**EXERCISE DATA**
==================================================
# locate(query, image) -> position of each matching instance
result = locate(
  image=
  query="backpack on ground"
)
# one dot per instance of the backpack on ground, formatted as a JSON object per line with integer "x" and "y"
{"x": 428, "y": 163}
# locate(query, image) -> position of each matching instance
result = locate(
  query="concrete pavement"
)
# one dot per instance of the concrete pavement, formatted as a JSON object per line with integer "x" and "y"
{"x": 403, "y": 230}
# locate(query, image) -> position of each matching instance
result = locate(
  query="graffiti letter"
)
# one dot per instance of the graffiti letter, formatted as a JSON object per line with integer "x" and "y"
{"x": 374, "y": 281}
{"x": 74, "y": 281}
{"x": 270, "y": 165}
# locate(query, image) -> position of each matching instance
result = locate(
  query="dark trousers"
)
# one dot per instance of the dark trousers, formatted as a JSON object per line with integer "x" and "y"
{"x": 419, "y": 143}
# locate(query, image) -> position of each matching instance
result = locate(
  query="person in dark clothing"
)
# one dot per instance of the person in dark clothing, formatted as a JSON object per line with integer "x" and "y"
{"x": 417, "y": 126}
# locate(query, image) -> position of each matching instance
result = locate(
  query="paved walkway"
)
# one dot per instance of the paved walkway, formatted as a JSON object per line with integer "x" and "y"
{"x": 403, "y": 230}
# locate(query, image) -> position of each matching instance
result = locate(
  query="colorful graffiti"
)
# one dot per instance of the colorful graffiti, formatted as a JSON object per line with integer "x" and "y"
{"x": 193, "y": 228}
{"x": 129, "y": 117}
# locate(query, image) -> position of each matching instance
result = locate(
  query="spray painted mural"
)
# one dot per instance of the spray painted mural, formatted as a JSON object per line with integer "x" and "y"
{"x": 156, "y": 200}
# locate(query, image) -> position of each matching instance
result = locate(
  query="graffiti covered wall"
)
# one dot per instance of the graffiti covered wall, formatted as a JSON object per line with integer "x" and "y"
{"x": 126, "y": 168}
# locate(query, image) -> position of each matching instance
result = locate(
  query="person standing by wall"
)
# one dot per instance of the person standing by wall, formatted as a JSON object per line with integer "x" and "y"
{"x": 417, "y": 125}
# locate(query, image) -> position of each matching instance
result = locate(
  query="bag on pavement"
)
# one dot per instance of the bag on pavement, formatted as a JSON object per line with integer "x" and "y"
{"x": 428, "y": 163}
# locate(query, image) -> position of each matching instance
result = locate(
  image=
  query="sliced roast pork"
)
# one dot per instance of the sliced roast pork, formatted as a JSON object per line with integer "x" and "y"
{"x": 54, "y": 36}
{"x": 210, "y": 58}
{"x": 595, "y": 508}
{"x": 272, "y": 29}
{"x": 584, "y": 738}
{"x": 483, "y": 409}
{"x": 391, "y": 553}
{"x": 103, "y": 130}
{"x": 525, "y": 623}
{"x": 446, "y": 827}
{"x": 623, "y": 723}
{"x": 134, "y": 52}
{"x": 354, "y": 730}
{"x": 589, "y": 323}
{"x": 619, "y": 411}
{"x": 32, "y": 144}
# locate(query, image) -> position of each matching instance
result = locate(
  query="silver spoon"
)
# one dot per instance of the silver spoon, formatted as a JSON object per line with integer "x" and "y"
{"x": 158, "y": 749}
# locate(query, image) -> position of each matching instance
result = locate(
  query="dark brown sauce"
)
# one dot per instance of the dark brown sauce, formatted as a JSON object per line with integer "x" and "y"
==================================================
**TASK OBJECTIVE**
Give all the records again. Match them exactly.

**FINISHED EXERCISE**
# locate(query, image) -> position of each matching instance
result = locate(
  image=
  query="backpack on ground"
)
# one dot per instance of the backpack on ground, formatted as a JSON object per line with integer "x" and "y"
{"x": 428, "y": 163}
# locate(query, image) -> position of each matching instance
result = locate(
  query="concrete pavement"
)
# one dot per instance of the concrete pavement, formatted as a JSON object per line with integer "x" and "y"
{"x": 403, "y": 230}
# locate(query, image) -> position of each matching instance
result = locate(
  query="graffiti letter"
)
# one dot per instance of the graffiti letter, formatted as a JSON object per line with integer "x" and "y"
{"x": 374, "y": 281}
{"x": 74, "y": 281}
{"x": 270, "y": 165}
# locate(query, image) -> position of each matching instance
result = locate(
  query="dark trousers"
)
# one dot per instance of the dark trousers, formatted as a JSON object per line with integer "x" and "y"
{"x": 419, "y": 143}
# locate(query, image) -> position of each matching instance
result = locate(
  query="person in dark clothing"
)
# one dot per instance of the person in dark clothing, formatted as a JSON object per line with integer "x" and "y"
{"x": 417, "y": 126}
# locate(query, image) -> position of each matching instance
result = locate(
  query="paved walkway"
)
# one dot per instance of the paved walkway, formatted as a JSON object per line with integer "x" and "y"
{"x": 403, "y": 230}
# locate(query, image) -> position of each matching instance
result = locate(
  query="colorful graffiti"
)
# one dot per instance of the colorful graffiti, formatted as a JSON object per line with integer "x" and "y"
{"x": 193, "y": 228}
{"x": 129, "y": 117}
# locate(query, image) -> position of each matching instance
result = locate(
  query="spray painted mural"
)
# one dot per instance of the spray painted mural, formatted as a JSON object per line with integer "x" and "y"
{"x": 156, "y": 200}
# locate(query, image) -> position of each matching instance
result = locate(
  query="graffiti covered wall"
)
# one dot per instance of the graffiti covered wall, formatted as a JSON object per line with integer "x" and "y"
{"x": 126, "y": 168}
# locate(query, image) -> position of each matching instance
result = locate(
  query="person standing by wall"
)
# one dot per instance of the person standing by wall, formatted as a JSON object per line with integer "x" and "y"
{"x": 417, "y": 125}
# locate(query, image) -> position of each matching instance
result = locate(
  query="bag on pavement"
)
# one dot per instance of the bag on pavement, formatted as a JSON object per line with integer "x" and "y"
{"x": 428, "y": 163}
# locate(query, image) -> position of each matching instance
result = locate(
  image=
  query="sliced roast pork"
)
# one dot per instance of the sliced roast pork, formatted as a JSON object per line with integer "x" and "y"
{"x": 54, "y": 36}
{"x": 210, "y": 58}
{"x": 595, "y": 508}
{"x": 272, "y": 29}
{"x": 584, "y": 738}
{"x": 483, "y": 409}
{"x": 391, "y": 553}
{"x": 103, "y": 130}
{"x": 525, "y": 623}
{"x": 446, "y": 827}
{"x": 623, "y": 723}
{"x": 134, "y": 52}
{"x": 354, "y": 730}
{"x": 589, "y": 323}
{"x": 619, "y": 411}
{"x": 32, "y": 144}
# locate(query, image) -> position of each matching instance
result = locate(
  query="silver spoon"
)
# one dot per instance of the silver spoon, formatted as a JSON object per line with integer "x" and "y"
{"x": 158, "y": 749}
# locate(query, image) -> position of each matching instance
result = locate(
  query="dark brown sauce"
)
# one dot per instance of the dark brown sauce, formatted as a JSON object per line with integer "x" and "y"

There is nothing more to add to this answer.